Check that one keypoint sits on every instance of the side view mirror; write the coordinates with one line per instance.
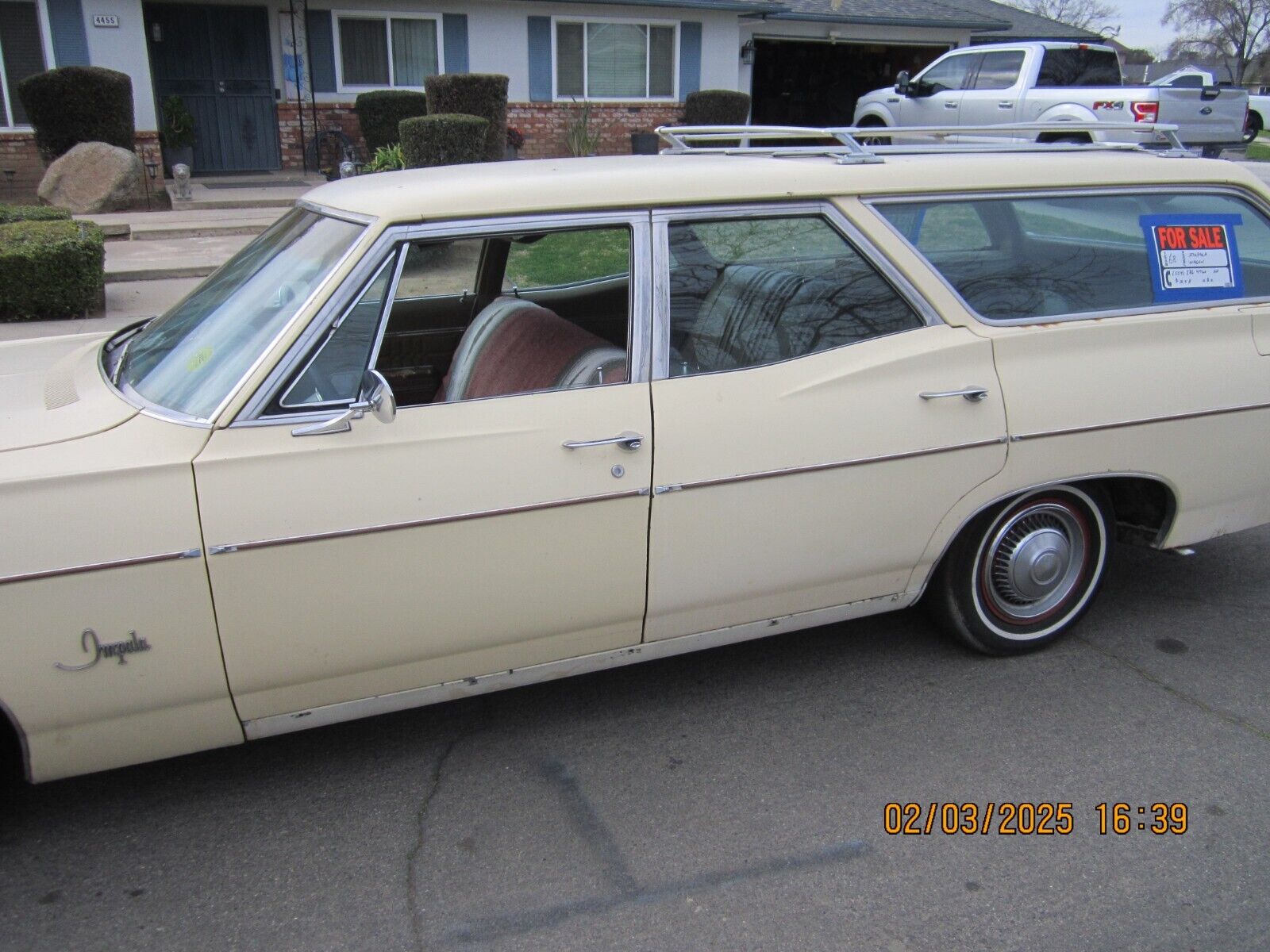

---

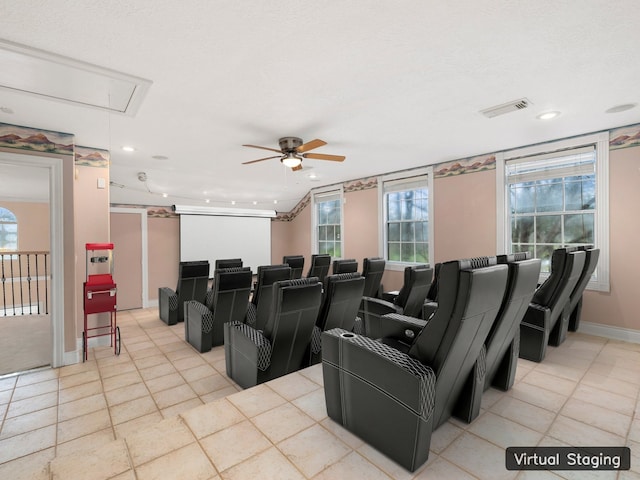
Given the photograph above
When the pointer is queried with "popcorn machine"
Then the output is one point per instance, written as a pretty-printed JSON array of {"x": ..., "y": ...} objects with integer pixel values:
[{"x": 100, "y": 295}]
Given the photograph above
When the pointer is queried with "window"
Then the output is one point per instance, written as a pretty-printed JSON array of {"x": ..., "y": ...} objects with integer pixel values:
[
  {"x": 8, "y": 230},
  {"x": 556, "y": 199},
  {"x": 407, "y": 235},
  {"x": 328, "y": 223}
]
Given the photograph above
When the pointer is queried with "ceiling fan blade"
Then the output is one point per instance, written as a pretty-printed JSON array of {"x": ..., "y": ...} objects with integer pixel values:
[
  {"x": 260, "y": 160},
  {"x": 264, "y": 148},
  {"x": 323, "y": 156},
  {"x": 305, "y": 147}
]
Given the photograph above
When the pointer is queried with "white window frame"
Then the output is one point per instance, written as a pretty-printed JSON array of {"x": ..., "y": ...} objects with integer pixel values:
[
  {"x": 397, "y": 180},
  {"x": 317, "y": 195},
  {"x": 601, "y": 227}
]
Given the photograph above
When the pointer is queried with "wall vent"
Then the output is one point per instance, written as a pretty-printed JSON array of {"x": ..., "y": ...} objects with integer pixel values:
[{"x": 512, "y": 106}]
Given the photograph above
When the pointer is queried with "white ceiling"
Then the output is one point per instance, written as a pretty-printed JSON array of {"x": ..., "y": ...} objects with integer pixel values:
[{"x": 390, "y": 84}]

---

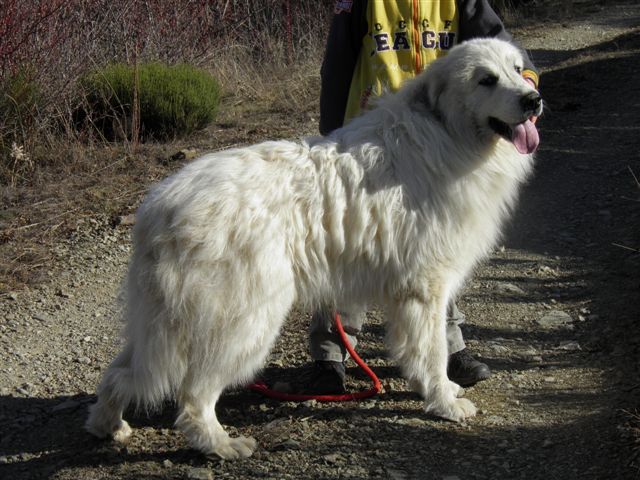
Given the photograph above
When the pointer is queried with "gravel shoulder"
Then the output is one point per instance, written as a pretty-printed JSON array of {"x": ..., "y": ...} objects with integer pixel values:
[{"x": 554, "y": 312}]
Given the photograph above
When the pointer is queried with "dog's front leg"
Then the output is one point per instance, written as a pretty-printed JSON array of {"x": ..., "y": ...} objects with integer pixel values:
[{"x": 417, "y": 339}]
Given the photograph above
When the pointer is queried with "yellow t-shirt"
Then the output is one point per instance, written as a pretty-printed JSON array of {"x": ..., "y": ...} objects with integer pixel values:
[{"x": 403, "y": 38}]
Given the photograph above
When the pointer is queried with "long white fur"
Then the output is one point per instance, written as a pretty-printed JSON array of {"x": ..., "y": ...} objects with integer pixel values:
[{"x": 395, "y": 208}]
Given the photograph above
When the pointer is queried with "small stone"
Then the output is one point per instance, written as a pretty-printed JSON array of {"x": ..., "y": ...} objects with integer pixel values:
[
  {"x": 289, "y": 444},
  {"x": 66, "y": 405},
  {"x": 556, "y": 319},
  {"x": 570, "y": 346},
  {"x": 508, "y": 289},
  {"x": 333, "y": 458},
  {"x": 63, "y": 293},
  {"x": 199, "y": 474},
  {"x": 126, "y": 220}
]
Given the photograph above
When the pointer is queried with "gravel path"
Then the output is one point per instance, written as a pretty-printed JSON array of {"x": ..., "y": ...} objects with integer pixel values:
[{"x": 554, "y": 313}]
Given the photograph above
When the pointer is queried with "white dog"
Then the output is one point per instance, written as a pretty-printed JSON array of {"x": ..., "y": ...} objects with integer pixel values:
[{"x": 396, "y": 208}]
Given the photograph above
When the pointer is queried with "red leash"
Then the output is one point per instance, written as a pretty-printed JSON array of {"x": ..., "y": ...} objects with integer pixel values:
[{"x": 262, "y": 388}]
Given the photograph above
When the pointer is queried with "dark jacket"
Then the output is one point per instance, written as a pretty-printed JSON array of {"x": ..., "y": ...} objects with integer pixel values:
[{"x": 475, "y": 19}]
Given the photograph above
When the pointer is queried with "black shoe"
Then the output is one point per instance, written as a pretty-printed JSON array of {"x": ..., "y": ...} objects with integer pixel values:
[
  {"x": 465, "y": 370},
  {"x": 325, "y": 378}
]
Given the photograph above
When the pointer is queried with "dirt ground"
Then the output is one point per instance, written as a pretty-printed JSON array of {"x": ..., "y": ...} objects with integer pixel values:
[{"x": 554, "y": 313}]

▶ **What you should do**:
A single number is required: the count of lines in the data above that include the string "window".

▶ **Written solution**:
2